(Beginning of READING PASSAGE)

Remember the American nuns under investigation – still ongoing? Why were they under investigation? Because they were not being insistent enough on the issues of abortion, homosexuality and contraception! They were too busy serving the poor. What did the new Pope just say?
We cannot insist only on issues related to abortion, gay marriage and the use of contraceptive methods. This is not possible.
But this insistence was not just possible, it was mandatory in the US Conference of Catholic Bishops for the last several years, with their ridiculous Fortnight of Freedom, their obsession with contraception in Obamacare – ignoring the vast moral sea-change of universal coverage in their cramped Pharisaical insistence on these sexual matters – and their bitter, nasty, divisive attacks on gay Catholics and our loves, even as they shielded child-rapists from exposure and from accountability.
Now, of course, the Pope is not about to alter core doctrines nor does he have the authority to do so. But what he has insisted upon is that the truth of the faith is not guarded by one man alone, as John Paul II and Benedict XVI tried to argue. Their deliberate attempt to ratchet power back into the papacy, to use that authoritarian office to purge heretics, freeze debate and chase out the “luke-warm” liberal Catholics in favor of a smaller “purer” church … has been replaced by something much more like John XXIII’s and John Paul I’s vision and the Spirit of the Second Council. Francis understands the appeal and temptation of strong authority. Because he once tried it:
My authoritarian and quick manner of making decisions led me to have serious problems and to be accused of being ultraconservative. I lived a time of great interior crisis when I was in Cordova. To be sure, I have never been like Blessed Imelda [a goody-goody], but I have never been a right-winger. It was my authoritarian way of making decisions that created problems.

(End of READING PASSAGE)
(Beginning of DATA FOR REVIEW)

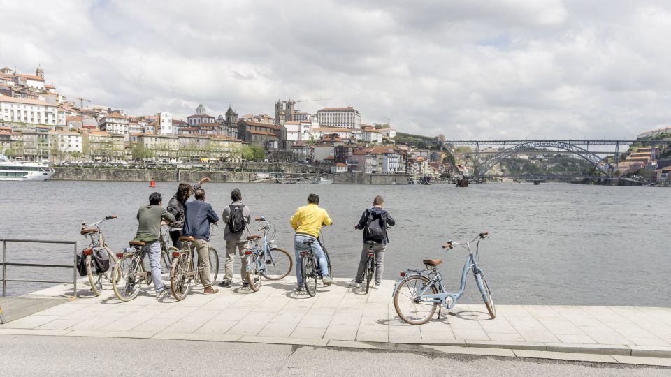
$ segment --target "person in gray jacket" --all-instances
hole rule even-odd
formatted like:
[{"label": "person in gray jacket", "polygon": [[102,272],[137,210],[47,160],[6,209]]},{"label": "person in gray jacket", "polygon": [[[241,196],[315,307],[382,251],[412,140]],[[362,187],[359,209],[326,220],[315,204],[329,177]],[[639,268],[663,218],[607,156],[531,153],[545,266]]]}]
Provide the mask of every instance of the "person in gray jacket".
[{"label": "person in gray jacket", "polygon": [[[226,241],[226,263],[224,279],[219,283],[219,286],[230,287],[233,283],[233,263],[236,258],[237,250],[240,258],[240,279],[243,279],[243,287],[246,287],[249,283],[245,279],[247,258],[245,255],[245,249],[247,248],[247,242],[245,235],[248,234],[249,231],[245,232],[245,230],[247,229],[247,225],[252,221],[252,212],[248,206],[243,204],[243,194],[238,188],[231,191],[231,200],[233,202],[224,207],[224,212],[222,214],[222,219],[226,224],[226,228],[224,230],[224,240]],[[234,223],[236,221],[238,223]],[[232,228],[243,229],[235,229],[238,232],[234,232]]]}]

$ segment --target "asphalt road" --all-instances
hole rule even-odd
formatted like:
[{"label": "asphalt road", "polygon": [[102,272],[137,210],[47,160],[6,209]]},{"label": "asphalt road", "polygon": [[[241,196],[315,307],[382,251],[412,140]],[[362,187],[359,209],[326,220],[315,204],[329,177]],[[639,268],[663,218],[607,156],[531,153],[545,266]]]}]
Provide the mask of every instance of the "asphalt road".
[{"label": "asphalt road", "polygon": [[324,347],[0,335],[0,376],[668,376],[653,367]]}]

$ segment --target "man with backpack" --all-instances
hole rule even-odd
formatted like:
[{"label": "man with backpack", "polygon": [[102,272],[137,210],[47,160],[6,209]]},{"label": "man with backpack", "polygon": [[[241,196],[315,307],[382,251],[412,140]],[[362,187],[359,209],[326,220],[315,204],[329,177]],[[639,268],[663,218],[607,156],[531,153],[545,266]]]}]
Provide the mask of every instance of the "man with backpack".
[{"label": "man with backpack", "polygon": [[224,208],[222,219],[226,224],[224,230],[224,239],[226,241],[226,263],[224,264],[224,280],[219,283],[220,287],[230,287],[233,281],[233,262],[236,258],[236,251],[240,258],[240,278],[243,287],[249,283],[245,279],[247,275],[247,256],[245,249],[247,242],[245,235],[247,224],[252,221],[252,212],[250,207],[243,204],[243,194],[236,188],[231,193],[233,202]]},{"label": "man with backpack", "polygon": [[369,245],[366,241],[374,241],[377,244],[373,245],[373,250],[375,253],[375,284],[374,289],[378,289],[382,283],[382,270],[384,265],[384,249],[389,237],[387,234],[387,226],[394,226],[396,222],[394,221],[389,213],[382,209],[384,200],[377,195],[373,200],[373,208],[366,209],[359,220],[359,223],[354,226],[354,229],[363,230],[363,249],[361,250],[361,260],[359,263],[359,269],[356,276],[349,283],[350,286],[359,288],[363,281],[363,274],[366,272],[366,259],[368,256]]}]

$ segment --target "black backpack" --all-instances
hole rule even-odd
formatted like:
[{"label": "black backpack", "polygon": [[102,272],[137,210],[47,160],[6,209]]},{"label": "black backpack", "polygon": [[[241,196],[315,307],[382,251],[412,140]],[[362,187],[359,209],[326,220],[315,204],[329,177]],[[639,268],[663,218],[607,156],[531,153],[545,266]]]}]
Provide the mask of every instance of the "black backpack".
[{"label": "black backpack", "polygon": [[366,220],[366,237],[368,239],[382,241],[387,235],[387,218],[382,214],[373,214],[368,211]]},{"label": "black backpack", "polygon": [[231,209],[231,214],[229,215],[228,226],[229,229],[232,233],[240,233],[243,230],[245,230],[245,227],[247,226],[247,221],[245,220],[245,216],[243,216],[243,208],[244,207],[245,205],[229,205],[229,208]]}]

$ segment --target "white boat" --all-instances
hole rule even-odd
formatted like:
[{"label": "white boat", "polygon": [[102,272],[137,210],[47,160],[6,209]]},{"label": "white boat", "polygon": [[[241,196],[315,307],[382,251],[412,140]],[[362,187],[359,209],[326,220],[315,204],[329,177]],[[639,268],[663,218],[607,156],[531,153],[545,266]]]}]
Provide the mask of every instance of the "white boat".
[{"label": "white boat", "polygon": [[11,162],[0,156],[0,181],[46,181],[55,172],[43,163]]},{"label": "white boat", "polygon": [[331,184],[333,183],[333,182],[331,179],[326,179],[324,177],[319,177],[319,178],[315,178],[315,180],[312,181],[312,183],[317,184]]}]

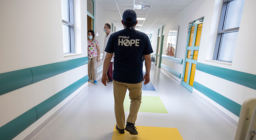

(End of DATA FOR REVIEW)

**TO DO**
a – Using the commentary on Pope Francis, decide whether each statement agrees with it: (i) the US Conference of Catholic Bishops held a Fortnight of Freedom; (ii) the Pope has the authority to alter core doctrines; (iii) Francis describes himself as having been a right-winger. Answer yes or no for each, quoting the deciding words.
b – Carry on the commentary on Pope Francis from the point where it stops.
The items have no connection to the commentary on Pope Francis.

**SET OF ANSWERS**
a –
(i) Yes: "their ridiculous Fortnight of Freedom"
(ii) No: "nor does he have the authority to do so"
(iii) No: "but I have never been a right-winger"

b –
What replaces that? The authority of the people of God in a journey of faith:
The church is the people of God on the journey through history, with joys and sorrows. Thinking with the church, therefore, is my way of being a part of this people. And all the faithful, considered as a whole, are infallible in matters of belief, and the people display this infallibilitas in credendo, this infallibility in believing, through a supernatural sense of the faith of all the people walking together. This is what I understand today as the ‘thinking with the church’ of which St. Ignatius speaks. When the dialogue among the people and the bishops and the pope goes down this road and is genuine, then it is assisted by the Holy Spirit. So this thinking with the church does not concern theologians only.
No, abortion is not okay. It remains profoundly wrong to take life away from the vulnerable and unborn. But when recognition of this truth springs up from the life of the people of God and does not seek to coerce others by law or intimidation – it has so much more moral authority than when it is imposed by a distant, political monarch in ermine.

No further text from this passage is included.